§ **What the exercise asks**:
Extract every line of the records below that contains the word "face".

§ **Given records**:
--- BEGIN ---
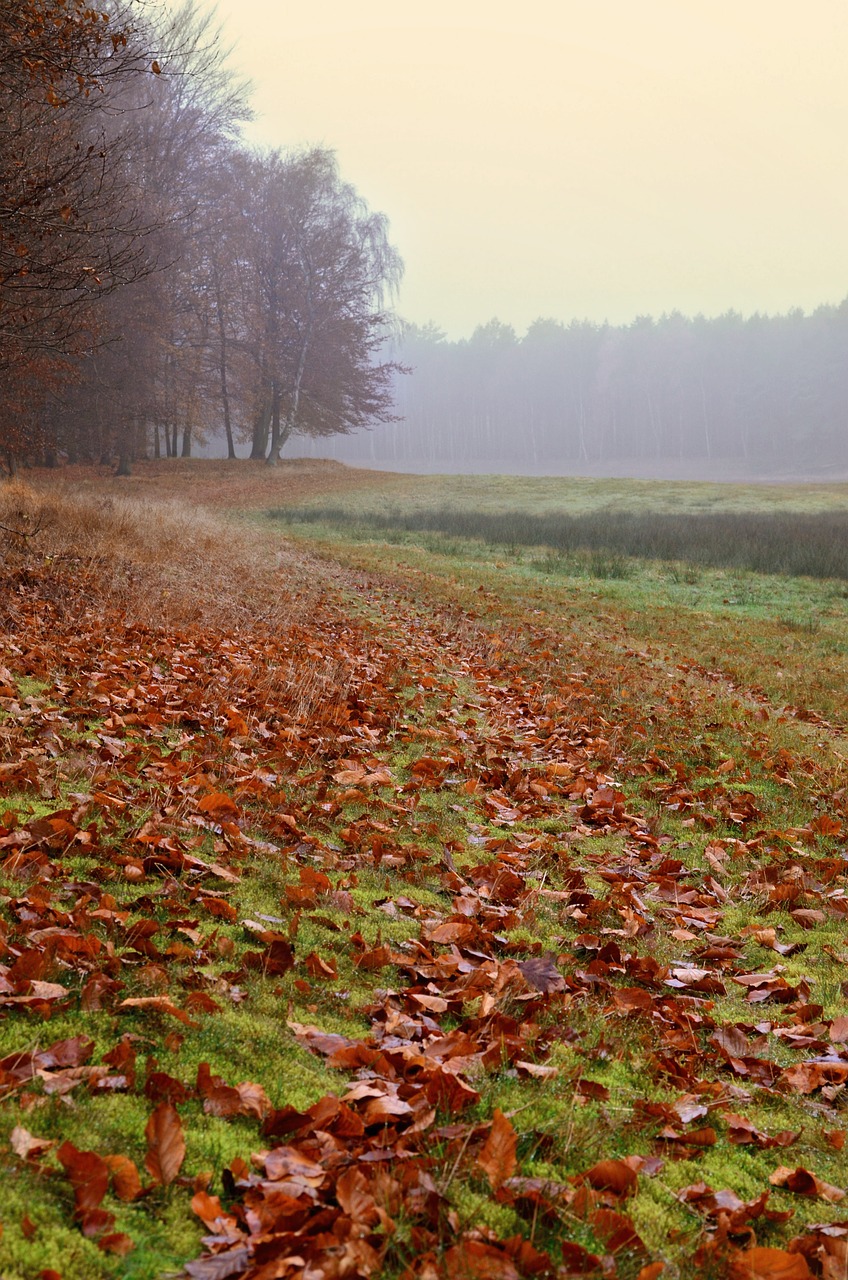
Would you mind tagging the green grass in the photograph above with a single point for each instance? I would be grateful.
--- END ---
--- BEGIN ---
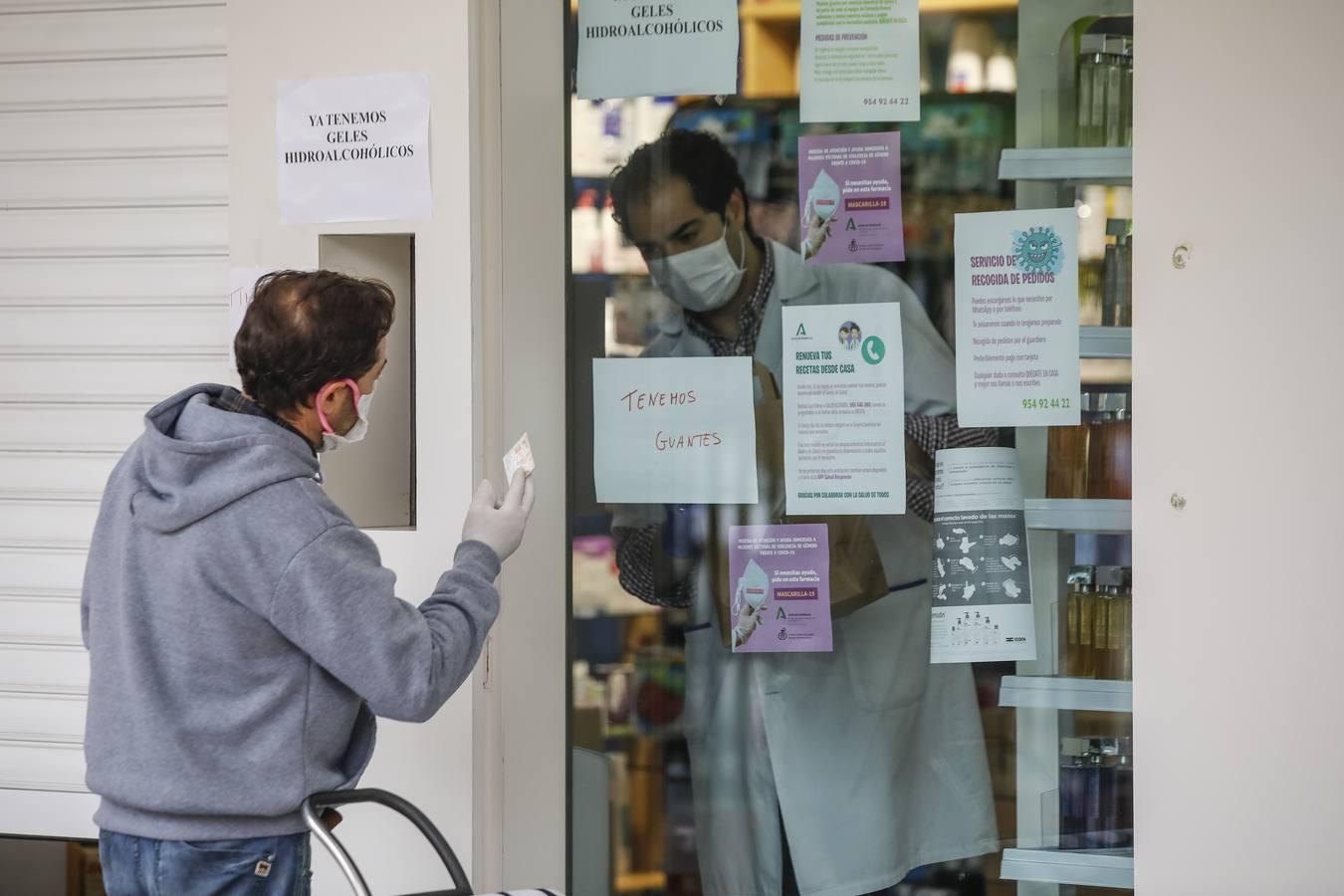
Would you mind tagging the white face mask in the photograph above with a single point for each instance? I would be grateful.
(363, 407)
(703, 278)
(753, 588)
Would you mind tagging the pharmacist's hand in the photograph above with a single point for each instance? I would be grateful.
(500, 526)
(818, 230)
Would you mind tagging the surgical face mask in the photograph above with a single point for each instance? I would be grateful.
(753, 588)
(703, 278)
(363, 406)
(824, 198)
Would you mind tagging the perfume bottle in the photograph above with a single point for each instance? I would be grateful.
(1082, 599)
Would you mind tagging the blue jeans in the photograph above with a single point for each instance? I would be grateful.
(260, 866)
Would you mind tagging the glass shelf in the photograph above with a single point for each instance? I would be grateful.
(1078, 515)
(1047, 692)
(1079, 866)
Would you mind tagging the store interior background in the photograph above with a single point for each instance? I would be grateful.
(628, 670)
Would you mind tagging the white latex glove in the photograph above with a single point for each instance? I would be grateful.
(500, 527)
--- END ---
--- BEGIN ---
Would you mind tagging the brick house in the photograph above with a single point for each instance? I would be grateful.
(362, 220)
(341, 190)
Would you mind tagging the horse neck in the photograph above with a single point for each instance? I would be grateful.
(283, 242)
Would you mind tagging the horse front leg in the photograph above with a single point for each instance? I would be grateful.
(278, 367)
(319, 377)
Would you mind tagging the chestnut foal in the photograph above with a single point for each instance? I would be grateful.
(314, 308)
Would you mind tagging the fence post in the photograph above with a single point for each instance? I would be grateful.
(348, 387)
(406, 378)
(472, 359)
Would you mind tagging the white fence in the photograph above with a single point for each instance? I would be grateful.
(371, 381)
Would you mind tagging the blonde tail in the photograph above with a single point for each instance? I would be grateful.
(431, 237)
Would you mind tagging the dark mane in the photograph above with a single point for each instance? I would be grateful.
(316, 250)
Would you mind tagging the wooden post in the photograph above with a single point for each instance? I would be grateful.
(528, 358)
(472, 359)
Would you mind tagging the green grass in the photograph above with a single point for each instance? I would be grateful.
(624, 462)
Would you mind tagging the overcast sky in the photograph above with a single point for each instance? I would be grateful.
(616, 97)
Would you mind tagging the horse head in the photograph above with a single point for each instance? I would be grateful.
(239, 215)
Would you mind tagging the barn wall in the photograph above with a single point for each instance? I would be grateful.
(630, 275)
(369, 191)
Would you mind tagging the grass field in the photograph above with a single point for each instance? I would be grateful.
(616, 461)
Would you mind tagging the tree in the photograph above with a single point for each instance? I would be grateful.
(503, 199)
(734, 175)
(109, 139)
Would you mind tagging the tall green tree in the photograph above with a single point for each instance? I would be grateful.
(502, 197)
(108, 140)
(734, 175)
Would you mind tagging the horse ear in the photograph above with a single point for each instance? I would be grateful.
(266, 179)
--- END ---
§ **Output below**:
Would you mind tagging the white face mask in the photograph above with a single point for each instance? I would be grateful.
Would you mind tagging the surgical face mask in the photograph above with a single point for each instance? I would be grateful.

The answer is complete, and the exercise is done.